Look through the data below for the line with "pixel 280 82" and the line with "pixel 484 262", then output those two and all lines in between, exactly as written.

[Stored data]

——

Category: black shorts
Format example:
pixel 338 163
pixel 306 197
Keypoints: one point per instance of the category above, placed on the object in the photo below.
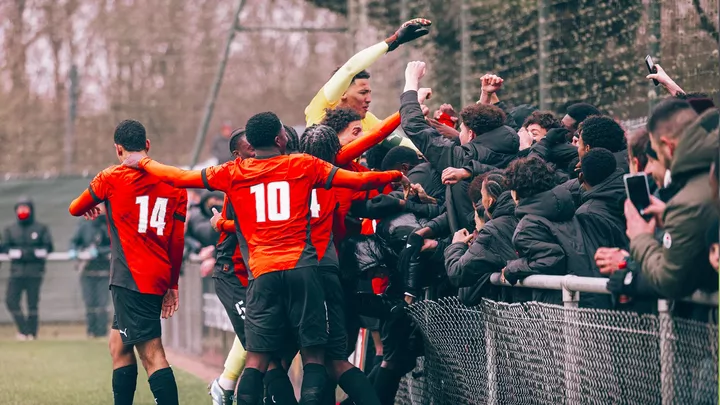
pixel 232 294
pixel 285 305
pixel 137 315
pixel 336 347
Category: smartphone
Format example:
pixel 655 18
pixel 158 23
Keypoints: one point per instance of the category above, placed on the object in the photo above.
pixel 651 67
pixel 637 189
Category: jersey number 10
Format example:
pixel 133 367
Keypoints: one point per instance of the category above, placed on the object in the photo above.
pixel 274 205
pixel 157 219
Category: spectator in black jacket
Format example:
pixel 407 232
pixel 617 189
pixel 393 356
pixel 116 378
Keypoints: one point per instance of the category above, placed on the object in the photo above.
pixel 92 237
pixel 548 238
pixel 28 244
pixel 469 269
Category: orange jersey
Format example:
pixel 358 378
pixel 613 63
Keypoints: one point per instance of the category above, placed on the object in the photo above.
pixel 271 197
pixel 145 222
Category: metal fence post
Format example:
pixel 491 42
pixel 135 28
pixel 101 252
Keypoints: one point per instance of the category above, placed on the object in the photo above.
pixel 572 387
pixel 667 352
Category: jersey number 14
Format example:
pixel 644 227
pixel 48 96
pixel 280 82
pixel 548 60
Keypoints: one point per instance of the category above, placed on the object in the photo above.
pixel 272 201
pixel 157 219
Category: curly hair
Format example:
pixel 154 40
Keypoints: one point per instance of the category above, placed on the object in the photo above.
pixel 545 119
pixel 529 176
pixel 339 118
pixel 293 139
pixel 597 165
pixel 261 129
pixel 601 131
pixel 495 184
pixel 482 118
pixel 320 141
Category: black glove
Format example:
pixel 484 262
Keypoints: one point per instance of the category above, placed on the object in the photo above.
pixel 409 31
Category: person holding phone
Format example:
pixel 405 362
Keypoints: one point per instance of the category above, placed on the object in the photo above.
pixel 678 265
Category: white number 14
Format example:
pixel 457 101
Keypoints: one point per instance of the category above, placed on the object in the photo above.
pixel 157 219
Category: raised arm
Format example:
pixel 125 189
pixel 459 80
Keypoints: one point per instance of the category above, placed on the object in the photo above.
pixel 354 149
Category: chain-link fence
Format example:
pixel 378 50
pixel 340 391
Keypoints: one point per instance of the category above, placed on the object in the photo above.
pixel 536 353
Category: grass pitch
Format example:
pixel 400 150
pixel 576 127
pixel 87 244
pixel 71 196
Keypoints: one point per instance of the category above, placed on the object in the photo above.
pixel 62 372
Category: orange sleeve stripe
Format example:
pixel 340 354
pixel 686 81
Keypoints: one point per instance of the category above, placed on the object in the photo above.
pixel 82 204
pixel 172 175
pixel 354 149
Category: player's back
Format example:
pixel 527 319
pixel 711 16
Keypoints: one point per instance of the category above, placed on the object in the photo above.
pixel 272 197
pixel 141 210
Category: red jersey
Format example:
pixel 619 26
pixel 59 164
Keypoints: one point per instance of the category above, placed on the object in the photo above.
pixel 145 222
pixel 273 196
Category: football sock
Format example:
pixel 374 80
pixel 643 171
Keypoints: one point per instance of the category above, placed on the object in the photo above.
pixel 358 387
pixel 250 388
pixel 124 383
pixel 314 377
pixel 163 387
pixel 234 364
pixel 279 388
pixel 386 385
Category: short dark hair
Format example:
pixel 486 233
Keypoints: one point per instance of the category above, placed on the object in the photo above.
pixel 580 111
pixel 130 134
pixel 293 139
pixel 529 176
pixel 339 118
pixel 375 156
pixel 482 118
pixel 663 116
pixel 638 142
pixel 261 129
pixel 495 184
pixel 601 131
pixel 397 156
pixel 546 120
pixel 597 165
pixel 235 137
pixel 363 74
pixel 320 141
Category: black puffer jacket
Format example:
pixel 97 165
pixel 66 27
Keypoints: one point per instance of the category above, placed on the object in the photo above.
pixel 601 214
pixel 549 240
pixel 496 148
pixel 27 242
pixel 470 268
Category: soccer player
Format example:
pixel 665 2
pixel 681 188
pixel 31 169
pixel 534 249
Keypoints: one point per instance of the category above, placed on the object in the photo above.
pixel 146 223
pixel 349 86
pixel 273 192
pixel 231 280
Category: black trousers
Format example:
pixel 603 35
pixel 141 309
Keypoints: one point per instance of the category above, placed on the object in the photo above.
pixel 27 325
pixel 96 296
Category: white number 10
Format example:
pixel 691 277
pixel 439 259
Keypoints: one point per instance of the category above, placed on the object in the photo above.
pixel 275 204
pixel 157 219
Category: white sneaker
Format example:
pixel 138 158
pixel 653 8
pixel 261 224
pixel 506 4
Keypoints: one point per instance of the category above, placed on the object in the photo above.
pixel 219 395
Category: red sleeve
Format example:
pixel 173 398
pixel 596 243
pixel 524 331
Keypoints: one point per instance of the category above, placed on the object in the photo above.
pixel 354 149
pixel 363 181
pixel 177 239
pixel 211 178
pixel 94 195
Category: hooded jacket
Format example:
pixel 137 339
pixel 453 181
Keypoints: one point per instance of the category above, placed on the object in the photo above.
pixel 601 214
pixel 679 265
pixel 469 269
pixel 199 232
pixel 549 240
pixel 28 243
pixel 94 233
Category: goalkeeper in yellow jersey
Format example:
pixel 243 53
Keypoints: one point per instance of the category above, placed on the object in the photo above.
pixel 349 86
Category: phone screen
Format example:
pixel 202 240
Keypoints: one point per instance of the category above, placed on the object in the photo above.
pixel 637 191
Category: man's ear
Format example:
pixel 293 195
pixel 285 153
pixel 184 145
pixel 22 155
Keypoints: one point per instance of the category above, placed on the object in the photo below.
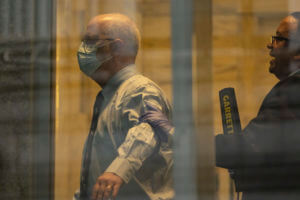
pixel 117 47
pixel 296 57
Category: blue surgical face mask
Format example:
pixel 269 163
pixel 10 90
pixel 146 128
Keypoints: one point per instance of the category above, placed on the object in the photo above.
pixel 87 59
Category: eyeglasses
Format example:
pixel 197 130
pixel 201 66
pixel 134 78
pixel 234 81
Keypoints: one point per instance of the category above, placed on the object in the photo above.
pixel 279 38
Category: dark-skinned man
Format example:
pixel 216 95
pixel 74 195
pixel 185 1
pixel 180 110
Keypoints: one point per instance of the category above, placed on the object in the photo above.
pixel 122 158
pixel 266 155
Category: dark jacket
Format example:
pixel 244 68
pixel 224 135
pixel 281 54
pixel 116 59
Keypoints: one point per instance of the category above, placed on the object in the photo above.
pixel 266 155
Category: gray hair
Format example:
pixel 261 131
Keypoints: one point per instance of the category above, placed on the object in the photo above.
pixel 124 28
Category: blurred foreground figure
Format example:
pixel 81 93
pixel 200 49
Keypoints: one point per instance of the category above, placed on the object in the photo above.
pixel 266 155
pixel 122 158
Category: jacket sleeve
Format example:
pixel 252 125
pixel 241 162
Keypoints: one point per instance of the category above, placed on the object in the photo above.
pixel 140 141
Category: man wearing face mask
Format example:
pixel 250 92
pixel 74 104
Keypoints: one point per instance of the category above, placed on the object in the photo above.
pixel 121 155
pixel 266 155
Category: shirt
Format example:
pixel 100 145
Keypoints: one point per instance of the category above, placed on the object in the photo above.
pixel 126 147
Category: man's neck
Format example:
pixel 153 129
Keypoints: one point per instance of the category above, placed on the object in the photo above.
pixel 105 73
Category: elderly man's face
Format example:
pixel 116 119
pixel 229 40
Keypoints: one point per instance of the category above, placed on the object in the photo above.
pixel 279 48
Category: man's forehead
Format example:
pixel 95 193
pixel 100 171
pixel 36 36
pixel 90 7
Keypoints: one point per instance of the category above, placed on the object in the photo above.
pixel 94 31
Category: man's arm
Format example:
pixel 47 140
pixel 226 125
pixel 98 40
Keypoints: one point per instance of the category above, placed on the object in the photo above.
pixel 138 145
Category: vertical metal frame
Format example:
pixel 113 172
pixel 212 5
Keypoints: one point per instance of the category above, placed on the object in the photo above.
pixel 192 96
pixel 184 148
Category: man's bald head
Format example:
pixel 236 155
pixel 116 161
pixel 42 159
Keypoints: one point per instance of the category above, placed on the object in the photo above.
pixel 117 26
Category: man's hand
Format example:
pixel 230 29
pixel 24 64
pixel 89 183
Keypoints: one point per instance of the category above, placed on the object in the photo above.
pixel 107 185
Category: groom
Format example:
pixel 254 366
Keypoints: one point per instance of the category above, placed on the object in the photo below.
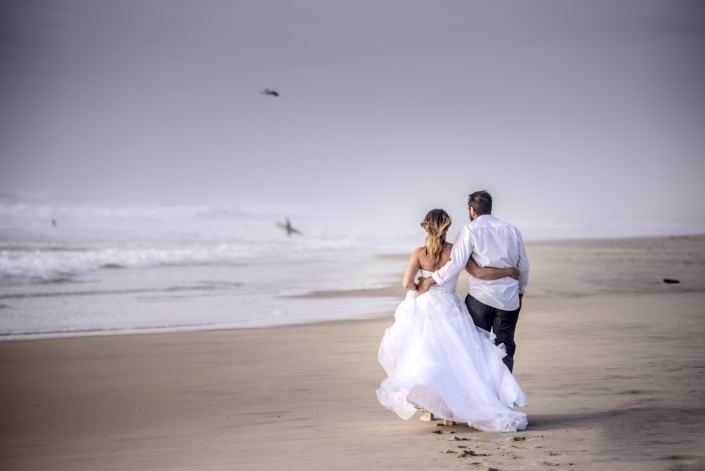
pixel 493 304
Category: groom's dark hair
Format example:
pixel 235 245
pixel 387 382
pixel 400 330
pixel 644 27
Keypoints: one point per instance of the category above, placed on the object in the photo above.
pixel 481 202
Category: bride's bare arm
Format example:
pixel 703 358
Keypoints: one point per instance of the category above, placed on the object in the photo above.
pixel 489 273
pixel 411 272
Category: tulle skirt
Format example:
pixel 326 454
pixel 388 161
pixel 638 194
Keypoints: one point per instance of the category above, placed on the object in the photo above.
pixel 439 361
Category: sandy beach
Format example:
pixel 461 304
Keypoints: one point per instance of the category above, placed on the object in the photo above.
pixel 609 356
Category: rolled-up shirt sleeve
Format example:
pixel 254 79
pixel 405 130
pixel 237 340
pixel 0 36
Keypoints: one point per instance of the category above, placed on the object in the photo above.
pixel 522 265
pixel 462 248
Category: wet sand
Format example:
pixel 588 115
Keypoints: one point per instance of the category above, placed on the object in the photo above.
pixel 611 360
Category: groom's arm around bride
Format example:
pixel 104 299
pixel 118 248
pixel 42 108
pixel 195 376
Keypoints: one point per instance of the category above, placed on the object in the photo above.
pixel 493 304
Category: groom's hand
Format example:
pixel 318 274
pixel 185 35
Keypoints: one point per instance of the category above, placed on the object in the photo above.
pixel 424 285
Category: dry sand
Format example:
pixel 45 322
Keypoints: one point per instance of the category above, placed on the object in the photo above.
pixel 612 361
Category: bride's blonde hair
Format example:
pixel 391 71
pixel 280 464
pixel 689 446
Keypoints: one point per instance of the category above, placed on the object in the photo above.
pixel 436 224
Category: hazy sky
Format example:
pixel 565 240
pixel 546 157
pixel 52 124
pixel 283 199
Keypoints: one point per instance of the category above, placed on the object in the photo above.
pixel 566 111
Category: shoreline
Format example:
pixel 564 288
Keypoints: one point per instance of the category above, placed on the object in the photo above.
pixel 176 299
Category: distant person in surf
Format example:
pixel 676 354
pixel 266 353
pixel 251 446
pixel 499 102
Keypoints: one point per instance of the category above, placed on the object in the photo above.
pixel 288 228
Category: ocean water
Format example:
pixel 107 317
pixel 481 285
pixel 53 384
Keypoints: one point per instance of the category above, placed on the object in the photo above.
pixel 80 268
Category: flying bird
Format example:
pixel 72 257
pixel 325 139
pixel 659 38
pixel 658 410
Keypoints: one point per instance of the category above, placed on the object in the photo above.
pixel 287 227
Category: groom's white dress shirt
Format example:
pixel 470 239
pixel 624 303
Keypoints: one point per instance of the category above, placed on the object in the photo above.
pixel 491 243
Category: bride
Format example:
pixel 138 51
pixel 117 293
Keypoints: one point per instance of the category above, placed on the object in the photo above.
pixel 437 359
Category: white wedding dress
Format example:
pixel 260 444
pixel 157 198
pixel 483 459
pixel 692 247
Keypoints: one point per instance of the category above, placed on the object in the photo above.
pixel 439 361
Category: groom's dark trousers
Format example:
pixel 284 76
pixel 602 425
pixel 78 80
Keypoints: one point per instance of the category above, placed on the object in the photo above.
pixel 501 323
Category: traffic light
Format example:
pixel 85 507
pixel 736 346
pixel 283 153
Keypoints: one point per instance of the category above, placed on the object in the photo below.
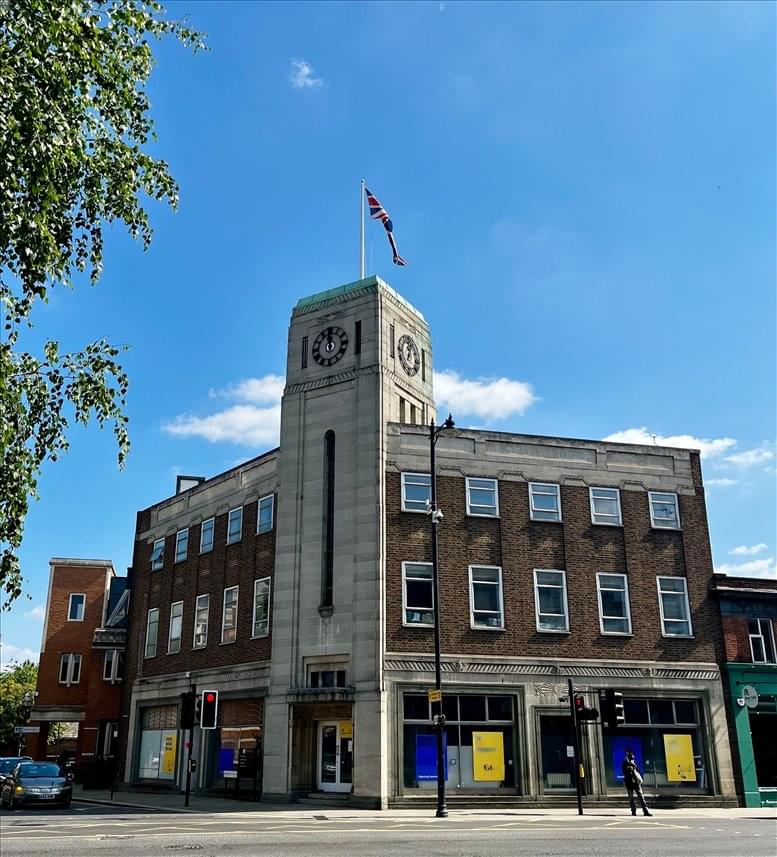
pixel 612 707
pixel 209 711
pixel 581 711
pixel 188 701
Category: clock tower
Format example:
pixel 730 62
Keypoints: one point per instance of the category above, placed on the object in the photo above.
pixel 359 357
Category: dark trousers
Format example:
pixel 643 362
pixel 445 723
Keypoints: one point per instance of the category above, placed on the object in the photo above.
pixel 636 789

——

◆ **Finished task**:
pixel 280 82
pixel 548 60
Keypoints: one point per instance of the category above, placed on the object in the photo above.
pixel 272 201
pixel 157 219
Category: curly hair
Format example:
pixel 154 40
Keypoints: one point per instance of the category above, placed on the object in the photo above.
pixel 545 119
pixel 529 176
pixel 339 118
pixel 293 139
pixel 597 165
pixel 261 129
pixel 601 131
pixel 495 184
pixel 482 118
pixel 320 141
Category: black glove
Format example:
pixel 484 262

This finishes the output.